Data records »
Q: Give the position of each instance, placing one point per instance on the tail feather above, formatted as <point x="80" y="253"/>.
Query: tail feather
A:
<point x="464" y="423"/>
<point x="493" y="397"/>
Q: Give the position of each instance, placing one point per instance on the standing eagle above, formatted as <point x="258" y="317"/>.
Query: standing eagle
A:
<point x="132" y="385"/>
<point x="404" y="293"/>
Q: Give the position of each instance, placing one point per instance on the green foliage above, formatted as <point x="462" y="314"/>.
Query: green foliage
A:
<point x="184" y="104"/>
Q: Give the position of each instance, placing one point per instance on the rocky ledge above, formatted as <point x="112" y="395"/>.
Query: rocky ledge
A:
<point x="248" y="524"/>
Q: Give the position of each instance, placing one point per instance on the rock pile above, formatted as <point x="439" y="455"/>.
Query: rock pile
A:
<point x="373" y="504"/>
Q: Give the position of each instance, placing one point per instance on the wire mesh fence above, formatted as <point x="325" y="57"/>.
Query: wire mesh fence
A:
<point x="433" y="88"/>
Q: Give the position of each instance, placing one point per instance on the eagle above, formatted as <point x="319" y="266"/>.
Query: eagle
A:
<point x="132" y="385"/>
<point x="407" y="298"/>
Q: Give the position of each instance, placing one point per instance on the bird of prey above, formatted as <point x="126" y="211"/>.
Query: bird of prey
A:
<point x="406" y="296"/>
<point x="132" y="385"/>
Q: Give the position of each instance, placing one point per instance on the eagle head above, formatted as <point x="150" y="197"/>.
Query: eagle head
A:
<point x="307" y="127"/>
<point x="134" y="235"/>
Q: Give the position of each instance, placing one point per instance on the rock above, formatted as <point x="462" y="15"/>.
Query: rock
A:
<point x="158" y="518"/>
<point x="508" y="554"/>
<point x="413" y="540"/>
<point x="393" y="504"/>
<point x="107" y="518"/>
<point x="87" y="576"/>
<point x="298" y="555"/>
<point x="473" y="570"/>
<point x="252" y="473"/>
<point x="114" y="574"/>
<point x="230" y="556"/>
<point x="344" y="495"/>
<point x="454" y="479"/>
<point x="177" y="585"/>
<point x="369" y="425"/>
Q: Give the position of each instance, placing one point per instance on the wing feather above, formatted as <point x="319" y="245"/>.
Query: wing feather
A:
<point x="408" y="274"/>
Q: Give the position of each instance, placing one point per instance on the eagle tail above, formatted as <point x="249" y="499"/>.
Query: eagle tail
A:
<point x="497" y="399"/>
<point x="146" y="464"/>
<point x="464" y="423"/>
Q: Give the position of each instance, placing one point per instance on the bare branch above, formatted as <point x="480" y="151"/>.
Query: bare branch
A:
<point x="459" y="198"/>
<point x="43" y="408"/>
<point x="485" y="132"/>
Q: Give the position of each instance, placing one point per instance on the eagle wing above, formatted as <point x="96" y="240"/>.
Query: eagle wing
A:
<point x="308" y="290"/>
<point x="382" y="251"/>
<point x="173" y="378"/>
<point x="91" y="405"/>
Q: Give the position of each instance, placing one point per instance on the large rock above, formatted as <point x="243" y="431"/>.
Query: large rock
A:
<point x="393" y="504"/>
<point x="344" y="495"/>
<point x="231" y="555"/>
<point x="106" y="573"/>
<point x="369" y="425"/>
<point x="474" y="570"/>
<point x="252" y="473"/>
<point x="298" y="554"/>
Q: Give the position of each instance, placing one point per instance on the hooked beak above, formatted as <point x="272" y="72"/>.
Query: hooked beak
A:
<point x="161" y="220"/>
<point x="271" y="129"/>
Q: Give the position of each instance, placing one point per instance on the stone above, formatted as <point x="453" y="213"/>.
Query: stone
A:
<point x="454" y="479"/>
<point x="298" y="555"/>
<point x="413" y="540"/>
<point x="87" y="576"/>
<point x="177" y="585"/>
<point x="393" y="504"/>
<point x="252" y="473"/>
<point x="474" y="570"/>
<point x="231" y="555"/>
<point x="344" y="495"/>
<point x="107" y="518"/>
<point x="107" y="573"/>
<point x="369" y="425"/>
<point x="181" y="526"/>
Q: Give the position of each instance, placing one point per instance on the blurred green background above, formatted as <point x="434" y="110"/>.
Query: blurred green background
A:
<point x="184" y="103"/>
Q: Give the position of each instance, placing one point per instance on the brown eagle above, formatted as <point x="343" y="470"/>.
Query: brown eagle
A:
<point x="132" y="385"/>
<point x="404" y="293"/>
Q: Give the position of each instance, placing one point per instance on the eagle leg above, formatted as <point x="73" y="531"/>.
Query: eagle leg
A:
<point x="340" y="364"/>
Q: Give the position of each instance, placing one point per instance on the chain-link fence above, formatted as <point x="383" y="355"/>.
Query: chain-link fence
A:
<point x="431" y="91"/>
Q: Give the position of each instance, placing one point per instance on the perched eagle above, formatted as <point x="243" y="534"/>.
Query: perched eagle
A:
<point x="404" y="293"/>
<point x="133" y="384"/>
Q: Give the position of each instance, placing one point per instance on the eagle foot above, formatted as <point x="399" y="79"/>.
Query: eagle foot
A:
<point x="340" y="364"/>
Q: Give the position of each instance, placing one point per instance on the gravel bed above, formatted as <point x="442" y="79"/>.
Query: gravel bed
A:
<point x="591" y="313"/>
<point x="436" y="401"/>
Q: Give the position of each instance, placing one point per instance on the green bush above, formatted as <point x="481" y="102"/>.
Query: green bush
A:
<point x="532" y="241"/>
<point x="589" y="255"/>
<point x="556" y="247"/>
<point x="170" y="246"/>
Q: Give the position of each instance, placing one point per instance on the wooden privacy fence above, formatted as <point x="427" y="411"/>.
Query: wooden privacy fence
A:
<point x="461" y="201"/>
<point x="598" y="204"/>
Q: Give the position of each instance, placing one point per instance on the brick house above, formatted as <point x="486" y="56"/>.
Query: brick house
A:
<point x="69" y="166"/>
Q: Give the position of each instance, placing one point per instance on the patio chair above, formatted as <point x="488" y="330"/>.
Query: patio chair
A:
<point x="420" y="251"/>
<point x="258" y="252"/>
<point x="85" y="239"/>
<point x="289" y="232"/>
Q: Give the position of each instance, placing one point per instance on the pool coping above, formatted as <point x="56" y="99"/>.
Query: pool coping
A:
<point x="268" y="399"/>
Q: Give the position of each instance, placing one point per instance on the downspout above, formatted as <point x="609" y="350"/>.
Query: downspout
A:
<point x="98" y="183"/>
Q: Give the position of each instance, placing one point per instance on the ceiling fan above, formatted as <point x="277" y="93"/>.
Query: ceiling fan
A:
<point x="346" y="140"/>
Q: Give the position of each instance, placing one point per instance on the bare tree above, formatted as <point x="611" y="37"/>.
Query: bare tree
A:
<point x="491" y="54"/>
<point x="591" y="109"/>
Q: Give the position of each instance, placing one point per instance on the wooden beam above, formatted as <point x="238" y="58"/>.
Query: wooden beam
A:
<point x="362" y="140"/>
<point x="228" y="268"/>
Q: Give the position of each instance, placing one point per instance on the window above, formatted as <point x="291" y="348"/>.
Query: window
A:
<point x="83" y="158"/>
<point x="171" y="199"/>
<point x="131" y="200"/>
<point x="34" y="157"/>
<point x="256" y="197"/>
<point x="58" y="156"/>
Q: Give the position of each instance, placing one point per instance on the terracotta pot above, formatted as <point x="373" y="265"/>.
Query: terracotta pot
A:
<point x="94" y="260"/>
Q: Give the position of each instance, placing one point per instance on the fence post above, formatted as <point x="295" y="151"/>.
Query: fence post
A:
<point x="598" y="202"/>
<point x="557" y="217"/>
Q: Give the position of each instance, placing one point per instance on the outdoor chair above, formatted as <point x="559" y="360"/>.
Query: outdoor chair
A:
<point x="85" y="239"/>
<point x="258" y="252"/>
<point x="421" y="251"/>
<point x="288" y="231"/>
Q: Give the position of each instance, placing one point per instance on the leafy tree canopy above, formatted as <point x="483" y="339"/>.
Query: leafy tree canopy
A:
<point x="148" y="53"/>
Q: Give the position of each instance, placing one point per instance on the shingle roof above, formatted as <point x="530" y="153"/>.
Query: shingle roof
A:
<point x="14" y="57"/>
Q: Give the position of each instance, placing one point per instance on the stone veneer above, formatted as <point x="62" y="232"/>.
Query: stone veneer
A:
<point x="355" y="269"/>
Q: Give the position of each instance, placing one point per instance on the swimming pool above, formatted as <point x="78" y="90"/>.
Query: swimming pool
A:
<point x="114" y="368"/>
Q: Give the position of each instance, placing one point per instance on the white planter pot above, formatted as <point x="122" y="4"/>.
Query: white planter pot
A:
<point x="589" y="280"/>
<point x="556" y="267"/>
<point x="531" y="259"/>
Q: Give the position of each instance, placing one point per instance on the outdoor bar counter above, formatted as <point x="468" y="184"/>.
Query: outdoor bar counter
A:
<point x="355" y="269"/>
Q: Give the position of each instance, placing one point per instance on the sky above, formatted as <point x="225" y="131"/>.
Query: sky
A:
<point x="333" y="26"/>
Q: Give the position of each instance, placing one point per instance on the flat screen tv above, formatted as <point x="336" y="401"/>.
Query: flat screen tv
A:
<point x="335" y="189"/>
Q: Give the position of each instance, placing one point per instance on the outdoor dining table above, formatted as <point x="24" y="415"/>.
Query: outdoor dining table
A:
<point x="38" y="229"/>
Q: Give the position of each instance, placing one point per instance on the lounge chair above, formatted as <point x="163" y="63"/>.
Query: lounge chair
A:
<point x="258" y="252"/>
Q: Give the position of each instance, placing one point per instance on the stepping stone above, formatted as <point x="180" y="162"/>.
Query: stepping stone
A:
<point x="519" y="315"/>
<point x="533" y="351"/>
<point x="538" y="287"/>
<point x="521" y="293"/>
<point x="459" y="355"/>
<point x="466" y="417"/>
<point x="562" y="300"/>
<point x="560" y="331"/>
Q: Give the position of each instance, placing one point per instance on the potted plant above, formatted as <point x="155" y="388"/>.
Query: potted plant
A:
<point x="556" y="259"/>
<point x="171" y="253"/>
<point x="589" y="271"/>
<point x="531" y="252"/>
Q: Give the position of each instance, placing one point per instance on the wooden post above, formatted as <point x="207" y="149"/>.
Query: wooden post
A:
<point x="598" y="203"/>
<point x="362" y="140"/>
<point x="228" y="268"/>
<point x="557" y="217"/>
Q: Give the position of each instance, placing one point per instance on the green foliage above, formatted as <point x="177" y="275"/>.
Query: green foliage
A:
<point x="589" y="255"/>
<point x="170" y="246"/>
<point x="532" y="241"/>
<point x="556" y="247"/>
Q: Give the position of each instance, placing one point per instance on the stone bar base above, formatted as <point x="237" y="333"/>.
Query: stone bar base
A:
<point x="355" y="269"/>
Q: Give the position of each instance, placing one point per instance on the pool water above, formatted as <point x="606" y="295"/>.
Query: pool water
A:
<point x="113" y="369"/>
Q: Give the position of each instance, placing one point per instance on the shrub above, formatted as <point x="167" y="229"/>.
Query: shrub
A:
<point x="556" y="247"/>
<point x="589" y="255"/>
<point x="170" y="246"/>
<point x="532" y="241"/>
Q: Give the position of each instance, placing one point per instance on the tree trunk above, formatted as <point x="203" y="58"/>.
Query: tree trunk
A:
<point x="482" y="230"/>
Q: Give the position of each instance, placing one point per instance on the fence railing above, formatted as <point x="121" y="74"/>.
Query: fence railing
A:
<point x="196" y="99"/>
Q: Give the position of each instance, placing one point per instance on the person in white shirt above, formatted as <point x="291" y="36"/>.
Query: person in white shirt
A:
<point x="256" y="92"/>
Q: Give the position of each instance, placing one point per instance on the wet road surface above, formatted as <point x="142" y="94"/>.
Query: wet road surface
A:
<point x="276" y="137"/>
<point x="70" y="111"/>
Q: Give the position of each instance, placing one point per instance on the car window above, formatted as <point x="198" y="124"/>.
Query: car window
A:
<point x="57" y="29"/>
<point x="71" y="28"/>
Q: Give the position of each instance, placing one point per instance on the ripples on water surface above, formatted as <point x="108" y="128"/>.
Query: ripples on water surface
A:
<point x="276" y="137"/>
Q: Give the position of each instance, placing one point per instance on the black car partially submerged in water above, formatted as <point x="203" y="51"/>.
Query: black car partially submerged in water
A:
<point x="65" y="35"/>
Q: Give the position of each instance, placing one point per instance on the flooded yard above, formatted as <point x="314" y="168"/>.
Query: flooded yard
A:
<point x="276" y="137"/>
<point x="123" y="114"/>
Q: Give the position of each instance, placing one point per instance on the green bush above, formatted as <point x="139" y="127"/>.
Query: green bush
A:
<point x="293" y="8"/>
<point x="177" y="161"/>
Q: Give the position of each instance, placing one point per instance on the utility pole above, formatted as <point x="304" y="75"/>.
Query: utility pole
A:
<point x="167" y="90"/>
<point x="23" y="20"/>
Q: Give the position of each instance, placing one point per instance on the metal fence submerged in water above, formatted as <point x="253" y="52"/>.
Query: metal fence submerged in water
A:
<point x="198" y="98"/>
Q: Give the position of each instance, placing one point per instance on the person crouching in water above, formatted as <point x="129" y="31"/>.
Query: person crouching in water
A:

Your goal » Find each line in the records holding the string "stepping" and show it.

Output of the task »
Q: Give the position of each instance, placing one point per instance on the stepping stone above, formatted as <point x="180" y="162"/>.
Query: stepping stone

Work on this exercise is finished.